→ DOCUMENT TEXT
┌──

OK, I went back and read your posts again.  I see the issue.  Your created leg voltage is LOW.  Potential relays are designed for a voltage window to trip.  My guess is that the window on yours is right at 208 on the bottom side and since you are at 212 / 208 loaded, it's chattering.  That could very well be the noise you are hearing.   I am going to assume that the cabinet has no run capacitors in it, or only has one run cap in it.  This is done in cheap static converters because although they technically will work it's an additional 15 or 20 bucks for the builder to put one in.  A good RPC will have 7-10 uF from L1 to L3 and 3-5 uF L2 to L3 per horsepower of the motor as labeled.    For CNC type loads that are picky about their input power this may need to be tuned for the best voltage, but it's a good starting point.  If you are only going to run a manual mill and/or lathe with no electronics other than BASIC control circuits (meaning no 3PH VFD's ) then you will be fine.  

You still need to address the noise in the Static converter though.  that's a problem that will get bigger and cause a serious headache.


----------



## gi_984 (Sep 13, 2016)

This is what I use:  American made, with a warranty, easy installation, UL listed, won't burn my house down, quiet (stand right next to it and talk ), talk to a real live person tech support if ever needed, one push button on, sips electricity, very reasonable price,  etc. etc. 

https://www.americanrotary.com/products/view/ar-pro-series


----------



## fleckner's garage (Sep 13, 2016)

Keith Foor said:


> OK, I went back and read your posts again.  I see the issue.  Your created leg voltage is LOW.  Potential relays are designed for a voltage window to trip.  My guess is that the window on yours is right at 208 on the bottom side and since you are at 212 / 208 loaded, it's chattering.  That could very well be the noise you are hearing.   I am going to assume that the cabinet has no run capacitors in it, or only has one run cap in it.  This is done in cheap static converters because although they technically will work it's an additional 15 or 20 bucks for the builder to put one in.  A good RPC will have 7-10 uF from L1 to L3 and 3-5 uF L2 to L3 per horsepower of the motor as labeled.    For CNC type loads that are picky about their input power this may need to be tuned for the best voltage, but it's a good starting point.  If you are only going to run a manual mill and/or lathe with no electronics other than BASIC control circuits (meaning no 3PH VFD's ) then you will be fine.
> 
> You still need to address the noise in the Static converter though.  that's a problem that will get bigger and cause a serious headache.

└──

→ PROVIDED DATA
┌──

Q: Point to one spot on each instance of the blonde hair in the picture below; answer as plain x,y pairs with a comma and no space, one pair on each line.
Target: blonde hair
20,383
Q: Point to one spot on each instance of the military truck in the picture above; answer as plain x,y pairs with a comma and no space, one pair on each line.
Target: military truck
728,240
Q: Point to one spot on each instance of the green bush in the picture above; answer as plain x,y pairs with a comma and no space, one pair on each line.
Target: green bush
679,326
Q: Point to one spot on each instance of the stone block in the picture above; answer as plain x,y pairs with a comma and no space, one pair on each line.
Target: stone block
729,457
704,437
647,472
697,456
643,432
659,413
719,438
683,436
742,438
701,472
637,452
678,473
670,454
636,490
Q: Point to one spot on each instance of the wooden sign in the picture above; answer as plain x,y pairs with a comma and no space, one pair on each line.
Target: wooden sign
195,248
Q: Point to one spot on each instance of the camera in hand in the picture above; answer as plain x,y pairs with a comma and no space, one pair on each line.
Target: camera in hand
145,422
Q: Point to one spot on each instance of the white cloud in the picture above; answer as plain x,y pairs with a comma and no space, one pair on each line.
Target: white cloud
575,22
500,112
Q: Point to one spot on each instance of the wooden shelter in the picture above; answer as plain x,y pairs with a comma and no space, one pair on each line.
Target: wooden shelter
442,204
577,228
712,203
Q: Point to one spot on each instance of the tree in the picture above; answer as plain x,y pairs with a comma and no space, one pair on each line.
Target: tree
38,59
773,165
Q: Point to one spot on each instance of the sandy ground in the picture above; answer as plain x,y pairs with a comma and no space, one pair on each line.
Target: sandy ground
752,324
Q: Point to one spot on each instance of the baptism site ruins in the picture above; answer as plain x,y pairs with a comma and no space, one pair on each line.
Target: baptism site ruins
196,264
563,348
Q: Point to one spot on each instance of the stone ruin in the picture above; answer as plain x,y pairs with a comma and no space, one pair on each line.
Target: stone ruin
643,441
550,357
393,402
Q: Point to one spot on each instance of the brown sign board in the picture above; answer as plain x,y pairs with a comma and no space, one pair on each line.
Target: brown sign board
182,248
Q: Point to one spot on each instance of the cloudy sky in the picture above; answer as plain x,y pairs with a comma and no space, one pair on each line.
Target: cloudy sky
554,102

└──

From the converter forum thread, extract verbatim the part that begins with the words containing "This is what" and ends with "garage (Sep 13, 2016)".

This is what I use:  American made, with a warranty, easy installation, UL listed, won't burn my house down, quiet (stand right next to it and talk ), talk to a real live person tech support if ever needed, one push button on, sips electricity, very reasonable price,  etc. etc. 

https://www.americanrotary.com/products/view/ar-pro-series


----------



## fleckner's garage (Sep 13, 2016)